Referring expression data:
□ □ □

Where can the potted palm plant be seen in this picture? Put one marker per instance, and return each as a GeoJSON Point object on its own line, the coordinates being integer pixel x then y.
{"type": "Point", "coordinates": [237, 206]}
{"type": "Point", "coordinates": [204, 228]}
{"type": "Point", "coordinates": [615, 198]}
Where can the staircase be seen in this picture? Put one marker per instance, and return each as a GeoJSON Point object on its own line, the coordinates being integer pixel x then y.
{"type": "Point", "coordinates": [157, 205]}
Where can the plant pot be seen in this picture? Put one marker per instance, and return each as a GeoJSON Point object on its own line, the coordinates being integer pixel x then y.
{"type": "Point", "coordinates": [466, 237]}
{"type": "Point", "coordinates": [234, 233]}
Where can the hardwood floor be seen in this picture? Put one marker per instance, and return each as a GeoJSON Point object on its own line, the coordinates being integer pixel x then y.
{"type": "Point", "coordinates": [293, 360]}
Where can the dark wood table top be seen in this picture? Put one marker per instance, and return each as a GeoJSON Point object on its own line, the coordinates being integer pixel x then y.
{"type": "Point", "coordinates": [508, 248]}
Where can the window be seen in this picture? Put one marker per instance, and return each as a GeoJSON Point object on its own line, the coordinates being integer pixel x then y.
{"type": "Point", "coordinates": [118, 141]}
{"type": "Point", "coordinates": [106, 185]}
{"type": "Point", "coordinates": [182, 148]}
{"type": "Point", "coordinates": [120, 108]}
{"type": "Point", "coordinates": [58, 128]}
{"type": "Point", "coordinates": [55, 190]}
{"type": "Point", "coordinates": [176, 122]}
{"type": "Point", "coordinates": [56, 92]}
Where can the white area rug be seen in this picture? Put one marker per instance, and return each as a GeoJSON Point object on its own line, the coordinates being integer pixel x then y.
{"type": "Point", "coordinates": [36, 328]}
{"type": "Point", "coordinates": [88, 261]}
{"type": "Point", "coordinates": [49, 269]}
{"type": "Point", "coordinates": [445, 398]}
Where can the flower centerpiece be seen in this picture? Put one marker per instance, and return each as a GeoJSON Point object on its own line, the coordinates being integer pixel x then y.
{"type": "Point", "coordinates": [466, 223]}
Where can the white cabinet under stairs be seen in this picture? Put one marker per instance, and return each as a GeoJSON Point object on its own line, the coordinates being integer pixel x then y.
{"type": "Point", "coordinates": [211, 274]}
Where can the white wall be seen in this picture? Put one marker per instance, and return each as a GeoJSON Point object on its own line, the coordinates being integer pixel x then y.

□ □ □

_What to produce_
Set down the data once more, word for word.

_Exercise solution_
Where can the potted palm plant be seen in this picture? Put one marker per instance, and return each as a GeoJSON Point object on its own line, the coordinates being integer pixel x then y.
{"type": "Point", "coordinates": [237, 206]}
{"type": "Point", "coordinates": [204, 228]}
{"type": "Point", "coordinates": [615, 198]}
Where can the staircase be seen in this picture? Put one marker per instance, and return each as a GeoJSON Point object on its own line, the coordinates being integer pixel x then y.
{"type": "Point", "coordinates": [157, 205]}
Where can the plant pot be seen in this picture? Put one marker per instance, and return each as a GeoJSON Point object on its own line, the coordinates being integer pixel x then y.
{"type": "Point", "coordinates": [466, 237]}
{"type": "Point", "coordinates": [234, 233]}
Where can the hardwood floor be seen in this picture? Put one marker per instance, and return each as a GeoJSON Point object on its own line, the coordinates being integer pixel x then y.
{"type": "Point", "coordinates": [293, 360]}
Where can the dark wood table top be seen in this picture? Put one marker per instance, and return each as a GeoJSON Point object on its own line, the coordinates being integer pixel x then y.
{"type": "Point", "coordinates": [508, 248]}
Where can the window be seen in this picture? Put one marker per instance, and return each as a GeoJSON Point object on its own line, the coordinates being integer pixel x then y.
{"type": "Point", "coordinates": [118, 141]}
{"type": "Point", "coordinates": [106, 185]}
{"type": "Point", "coordinates": [182, 148]}
{"type": "Point", "coordinates": [120, 108]}
{"type": "Point", "coordinates": [58, 128]}
{"type": "Point", "coordinates": [55, 190]}
{"type": "Point", "coordinates": [176, 122]}
{"type": "Point", "coordinates": [56, 92]}
Where can the white area rug be seen in this picture? Put one marker per instance, and return each as a GeoJSON Point object on its own line, the coordinates being integer pixel x then y.
{"type": "Point", "coordinates": [36, 328]}
{"type": "Point", "coordinates": [88, 261]}
{"type": "Point", "coordinates": [49, 269]}
{"type": "Point", "coordinates": [445, 398]}
Where can the flower centerpiece be seen in this picture? Put one marker per instance, and return each as a GeoJSON Point object on its own line, the coordinates being integer pixel x then y.
{"type": "Point", "coordinates": [466, 223]}
Where can the white cabinet under stairs be seen in this picture? Put one marker per instance, and return each as a GeoJSON Point object on its own line, the coordinates being integer pixel x then y.
{"type": "Point", "coordinates": [211, 274]}
Where can the white wall be seen in this picture? Put one marker per instance, and return each as a GeoJSON Point object on its own line, the coordinates being integer pixel x then y.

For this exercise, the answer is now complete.